GIVEN TASK 1:
Convert the part of the rows that opens at their first line and closes with the line containing "<point>712,631</point>" into a Markdown table with the columns Row and Line, leaving out any blank lines.

PASSAGE PROVIDED:

OpinionApril 4, 1999
Although never envisioned as playing such a role, Missouri's 114 counties have become the Rodney Dangerfields of state government. They have been cast in this role for a number of reasons, none of them good, but perhaps the foremost casting director has been the Missouri General Assembly...

Although never envisioned as playing such a role, Missouri's 114 counties have become the Rodney Dangerfields of state government. They have been cast in this role for a number of reasons, none of them good, but perhaps the foremost casting director has been the Missouri General Assembly.

Like poor Rodney, the counties don't get much respect regardless of how well their commissions and other elected officers do their job. Perhaps the most ignoble of all of such disrespectabilities is the refusal of the state to recognize the vital role counties play in government and its failure to pay for programs over which the counties have no control.

There are numerous examples of the extra financial burdens heaped upon counties by Jefferson City, but one multimillion-dollar "unfunded mandate" from the state Capitol will start the ball rolling. Since the 1980s, when the nation's crime rate began taking off, the state's juvenile justice system has expanded to meet an ever increasing demand, and since much of the budget of this system rests on county-funded employees, the financial drain has been substantial.

(Dataset excerpts on object pointing)
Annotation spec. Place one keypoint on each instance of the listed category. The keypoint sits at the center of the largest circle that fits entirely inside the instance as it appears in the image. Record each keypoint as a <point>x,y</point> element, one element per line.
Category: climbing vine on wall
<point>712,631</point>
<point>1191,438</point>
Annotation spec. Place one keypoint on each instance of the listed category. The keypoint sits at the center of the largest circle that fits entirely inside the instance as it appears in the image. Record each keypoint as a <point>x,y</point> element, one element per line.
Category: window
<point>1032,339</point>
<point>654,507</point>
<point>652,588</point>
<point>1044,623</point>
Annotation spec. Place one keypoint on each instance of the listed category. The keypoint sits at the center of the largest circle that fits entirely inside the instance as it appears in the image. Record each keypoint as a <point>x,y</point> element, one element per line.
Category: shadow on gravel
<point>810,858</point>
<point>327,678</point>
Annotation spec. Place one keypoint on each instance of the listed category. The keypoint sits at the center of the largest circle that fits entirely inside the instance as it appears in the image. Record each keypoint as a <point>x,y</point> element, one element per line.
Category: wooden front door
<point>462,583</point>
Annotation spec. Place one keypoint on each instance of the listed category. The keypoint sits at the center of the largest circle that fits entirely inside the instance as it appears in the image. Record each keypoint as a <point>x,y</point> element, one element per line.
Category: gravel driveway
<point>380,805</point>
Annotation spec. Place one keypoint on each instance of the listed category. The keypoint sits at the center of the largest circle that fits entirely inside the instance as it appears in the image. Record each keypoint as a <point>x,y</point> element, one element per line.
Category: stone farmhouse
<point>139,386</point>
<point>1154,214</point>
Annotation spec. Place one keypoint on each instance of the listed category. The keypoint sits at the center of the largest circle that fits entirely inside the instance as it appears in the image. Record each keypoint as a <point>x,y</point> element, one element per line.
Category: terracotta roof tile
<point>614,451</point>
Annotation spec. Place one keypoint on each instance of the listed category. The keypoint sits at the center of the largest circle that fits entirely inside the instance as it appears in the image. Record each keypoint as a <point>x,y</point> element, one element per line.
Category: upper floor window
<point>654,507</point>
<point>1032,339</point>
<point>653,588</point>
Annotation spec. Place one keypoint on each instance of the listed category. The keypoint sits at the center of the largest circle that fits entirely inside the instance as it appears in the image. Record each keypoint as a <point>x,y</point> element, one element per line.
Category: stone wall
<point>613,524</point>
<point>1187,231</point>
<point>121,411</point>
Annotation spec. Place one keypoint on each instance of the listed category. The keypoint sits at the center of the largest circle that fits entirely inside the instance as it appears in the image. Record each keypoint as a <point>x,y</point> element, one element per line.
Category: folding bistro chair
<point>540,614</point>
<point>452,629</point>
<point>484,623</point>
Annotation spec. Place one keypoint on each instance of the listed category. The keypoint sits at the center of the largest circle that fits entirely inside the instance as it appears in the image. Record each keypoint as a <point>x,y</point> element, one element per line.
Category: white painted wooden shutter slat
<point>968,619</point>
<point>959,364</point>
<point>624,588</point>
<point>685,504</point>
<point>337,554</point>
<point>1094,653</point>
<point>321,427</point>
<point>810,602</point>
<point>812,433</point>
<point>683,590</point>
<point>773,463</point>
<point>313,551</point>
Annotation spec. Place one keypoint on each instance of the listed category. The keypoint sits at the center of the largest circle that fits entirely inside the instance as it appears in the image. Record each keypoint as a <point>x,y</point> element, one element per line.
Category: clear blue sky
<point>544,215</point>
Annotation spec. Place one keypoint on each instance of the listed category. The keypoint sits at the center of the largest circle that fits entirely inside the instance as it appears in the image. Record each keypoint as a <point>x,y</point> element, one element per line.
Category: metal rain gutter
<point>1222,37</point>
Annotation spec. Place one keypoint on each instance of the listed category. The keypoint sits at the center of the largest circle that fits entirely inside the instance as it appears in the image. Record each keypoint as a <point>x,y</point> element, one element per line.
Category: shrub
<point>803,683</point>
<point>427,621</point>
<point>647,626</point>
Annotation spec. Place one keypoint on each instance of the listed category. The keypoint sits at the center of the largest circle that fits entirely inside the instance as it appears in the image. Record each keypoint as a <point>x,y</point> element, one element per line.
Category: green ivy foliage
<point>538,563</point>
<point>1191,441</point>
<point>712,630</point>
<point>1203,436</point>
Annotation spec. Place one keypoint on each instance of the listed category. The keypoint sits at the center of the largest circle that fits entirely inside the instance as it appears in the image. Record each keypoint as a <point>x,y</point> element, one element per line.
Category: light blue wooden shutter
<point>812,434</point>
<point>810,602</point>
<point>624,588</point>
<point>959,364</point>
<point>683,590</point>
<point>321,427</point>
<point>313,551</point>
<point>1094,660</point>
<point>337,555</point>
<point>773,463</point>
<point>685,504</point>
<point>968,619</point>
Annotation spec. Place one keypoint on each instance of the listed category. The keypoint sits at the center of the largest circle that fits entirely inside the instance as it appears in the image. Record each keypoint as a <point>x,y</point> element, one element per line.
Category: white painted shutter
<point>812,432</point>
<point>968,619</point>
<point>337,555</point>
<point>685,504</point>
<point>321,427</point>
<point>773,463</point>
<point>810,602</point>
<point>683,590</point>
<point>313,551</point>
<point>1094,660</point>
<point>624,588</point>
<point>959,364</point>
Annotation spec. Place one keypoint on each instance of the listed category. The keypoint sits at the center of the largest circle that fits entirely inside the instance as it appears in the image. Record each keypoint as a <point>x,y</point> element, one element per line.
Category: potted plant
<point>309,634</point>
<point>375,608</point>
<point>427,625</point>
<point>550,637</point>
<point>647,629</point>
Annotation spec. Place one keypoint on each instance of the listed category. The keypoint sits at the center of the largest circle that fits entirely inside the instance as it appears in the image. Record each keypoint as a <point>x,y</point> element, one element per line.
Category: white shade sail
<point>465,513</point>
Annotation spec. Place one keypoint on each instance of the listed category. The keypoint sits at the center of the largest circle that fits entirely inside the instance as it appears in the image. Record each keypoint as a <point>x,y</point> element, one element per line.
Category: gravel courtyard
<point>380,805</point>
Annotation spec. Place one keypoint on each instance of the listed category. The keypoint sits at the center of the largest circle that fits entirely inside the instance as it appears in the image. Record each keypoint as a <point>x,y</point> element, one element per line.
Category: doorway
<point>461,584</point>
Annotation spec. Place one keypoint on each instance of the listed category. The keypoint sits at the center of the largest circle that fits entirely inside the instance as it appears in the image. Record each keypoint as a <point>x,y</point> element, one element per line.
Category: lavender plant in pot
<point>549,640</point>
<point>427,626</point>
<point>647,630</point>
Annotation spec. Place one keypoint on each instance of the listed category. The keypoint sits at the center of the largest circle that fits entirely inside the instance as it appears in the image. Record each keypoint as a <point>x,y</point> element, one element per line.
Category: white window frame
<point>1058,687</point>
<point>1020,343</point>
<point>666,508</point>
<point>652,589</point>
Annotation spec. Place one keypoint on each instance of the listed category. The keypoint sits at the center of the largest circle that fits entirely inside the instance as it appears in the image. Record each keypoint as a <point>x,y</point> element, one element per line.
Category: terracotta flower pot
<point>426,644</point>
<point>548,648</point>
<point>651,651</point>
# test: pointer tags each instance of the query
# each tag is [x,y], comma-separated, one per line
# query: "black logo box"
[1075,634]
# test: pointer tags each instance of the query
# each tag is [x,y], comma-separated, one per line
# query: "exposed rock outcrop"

GIVEN TASK 2:
Reproduce the part of the opinion piece on Missouri's counties that opens with the words "There are numerous" and closes with "has been substantial.", swapping "Jefferson City" for "the statehouse".

FINAL ANSWER 1:
| Row | Line |
|---|---|
| 1 | Annotation spec. Place one keypoint on each instance of the listed category. The keypoint sits at the center of the largest circle that fits entirely inside the instance as it appears in the image. Record each keypoint as a <point>x,y</point> element, one element per line. |
| 2 | Category: climbing vine on wall |
| 3 | <point>712,631</point> |

FINAL ANSWER 2:
There are numerous examples of the extra financial burdens heaped upon counties by the statehouse, but one multimillion-dollar "unfunded mandate" from the state Capitol will start the ball rolling. Since the 1980s, when the nation's crime rate began taking off, the state's juvenile justice system has expanded to meet an ever increasing demand, and since much of the budget of this system rests on county-funded employees, the financial drain has been substantial.